Position identification records:
----

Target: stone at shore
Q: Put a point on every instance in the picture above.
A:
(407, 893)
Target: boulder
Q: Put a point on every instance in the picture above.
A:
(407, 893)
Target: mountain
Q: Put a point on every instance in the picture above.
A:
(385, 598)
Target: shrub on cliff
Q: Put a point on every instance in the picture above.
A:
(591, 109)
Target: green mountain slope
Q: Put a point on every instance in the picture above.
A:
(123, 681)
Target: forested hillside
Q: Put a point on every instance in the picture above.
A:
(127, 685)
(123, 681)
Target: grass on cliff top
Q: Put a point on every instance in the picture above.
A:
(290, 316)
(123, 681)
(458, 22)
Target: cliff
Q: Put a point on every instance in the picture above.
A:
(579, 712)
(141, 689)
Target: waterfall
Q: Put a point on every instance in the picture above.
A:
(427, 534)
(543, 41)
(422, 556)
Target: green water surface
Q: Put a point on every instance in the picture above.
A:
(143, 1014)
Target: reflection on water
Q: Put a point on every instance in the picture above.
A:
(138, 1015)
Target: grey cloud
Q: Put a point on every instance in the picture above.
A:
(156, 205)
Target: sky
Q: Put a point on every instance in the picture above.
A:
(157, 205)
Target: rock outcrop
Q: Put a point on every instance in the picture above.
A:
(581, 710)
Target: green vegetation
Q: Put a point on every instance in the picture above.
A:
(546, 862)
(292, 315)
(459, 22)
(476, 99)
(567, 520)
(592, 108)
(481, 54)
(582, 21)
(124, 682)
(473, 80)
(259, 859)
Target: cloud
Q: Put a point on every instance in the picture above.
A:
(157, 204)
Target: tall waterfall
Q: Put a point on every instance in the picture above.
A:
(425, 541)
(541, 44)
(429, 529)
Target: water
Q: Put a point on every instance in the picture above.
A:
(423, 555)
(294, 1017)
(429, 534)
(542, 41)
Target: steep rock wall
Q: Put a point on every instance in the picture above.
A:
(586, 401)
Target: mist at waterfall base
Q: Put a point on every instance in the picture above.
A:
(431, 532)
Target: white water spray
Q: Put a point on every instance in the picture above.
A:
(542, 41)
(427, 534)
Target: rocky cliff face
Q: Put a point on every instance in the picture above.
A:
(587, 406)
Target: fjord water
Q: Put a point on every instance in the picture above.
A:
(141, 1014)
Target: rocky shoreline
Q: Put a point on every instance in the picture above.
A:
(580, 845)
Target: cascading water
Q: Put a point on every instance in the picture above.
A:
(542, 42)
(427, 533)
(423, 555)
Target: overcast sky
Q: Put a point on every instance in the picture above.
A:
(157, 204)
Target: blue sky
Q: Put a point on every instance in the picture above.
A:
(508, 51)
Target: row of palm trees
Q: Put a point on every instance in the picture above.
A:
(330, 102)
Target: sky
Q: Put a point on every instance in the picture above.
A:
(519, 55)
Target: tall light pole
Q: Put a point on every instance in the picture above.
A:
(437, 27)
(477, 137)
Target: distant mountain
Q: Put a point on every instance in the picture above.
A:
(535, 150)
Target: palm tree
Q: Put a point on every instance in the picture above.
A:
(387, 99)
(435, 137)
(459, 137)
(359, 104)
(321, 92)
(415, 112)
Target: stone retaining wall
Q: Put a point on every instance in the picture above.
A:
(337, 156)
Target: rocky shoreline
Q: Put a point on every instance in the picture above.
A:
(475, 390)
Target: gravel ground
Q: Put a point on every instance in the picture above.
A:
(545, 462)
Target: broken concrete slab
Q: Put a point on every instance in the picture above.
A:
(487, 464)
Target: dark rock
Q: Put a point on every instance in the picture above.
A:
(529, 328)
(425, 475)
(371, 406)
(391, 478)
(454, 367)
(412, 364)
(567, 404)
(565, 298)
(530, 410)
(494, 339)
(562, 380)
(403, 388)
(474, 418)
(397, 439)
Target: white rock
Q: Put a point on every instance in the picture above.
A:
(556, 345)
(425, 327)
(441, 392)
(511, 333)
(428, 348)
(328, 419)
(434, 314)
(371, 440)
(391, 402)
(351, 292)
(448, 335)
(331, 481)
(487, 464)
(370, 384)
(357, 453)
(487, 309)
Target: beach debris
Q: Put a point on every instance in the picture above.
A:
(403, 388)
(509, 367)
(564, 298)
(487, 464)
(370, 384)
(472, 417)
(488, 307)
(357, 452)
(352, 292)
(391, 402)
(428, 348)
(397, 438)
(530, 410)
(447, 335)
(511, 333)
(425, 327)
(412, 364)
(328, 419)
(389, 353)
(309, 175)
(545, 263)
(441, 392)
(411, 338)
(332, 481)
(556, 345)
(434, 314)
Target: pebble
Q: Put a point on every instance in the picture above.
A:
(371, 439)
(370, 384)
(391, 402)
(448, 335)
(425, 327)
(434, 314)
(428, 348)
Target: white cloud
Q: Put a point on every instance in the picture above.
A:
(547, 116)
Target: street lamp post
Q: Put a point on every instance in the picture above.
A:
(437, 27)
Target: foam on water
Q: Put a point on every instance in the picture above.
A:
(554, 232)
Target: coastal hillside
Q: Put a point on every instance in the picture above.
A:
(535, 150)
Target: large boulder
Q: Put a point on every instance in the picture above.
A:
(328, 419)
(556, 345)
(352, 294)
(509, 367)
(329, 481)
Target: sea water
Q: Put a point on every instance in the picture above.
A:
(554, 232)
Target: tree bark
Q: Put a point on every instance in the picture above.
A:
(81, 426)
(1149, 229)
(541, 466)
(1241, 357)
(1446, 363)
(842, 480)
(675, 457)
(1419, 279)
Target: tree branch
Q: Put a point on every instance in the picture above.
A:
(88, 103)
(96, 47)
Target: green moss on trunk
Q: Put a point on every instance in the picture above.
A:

----

AIM: Scale the entries that begin at the line containing "Target: sea water" and stop after the line containing "(1419, 279)". Write out every one of those lines again, requests included, but multiply each coordinate in the answers by 1.15 and round it to a whole number, with halves rounding up.

RESULT FOR THIS EXERCISE:
Target: sea water
Q: Put a point on every instance in the picture above.
A:
(637, 267)
Target: tree bark
Q: Put a point on every instance in the picture above.
A:
(93, 490)
(1321, 263)
(622, 536)
(1427, 411)
(1663, 417)
(968, 552)
(776, 526)
(1632, 321)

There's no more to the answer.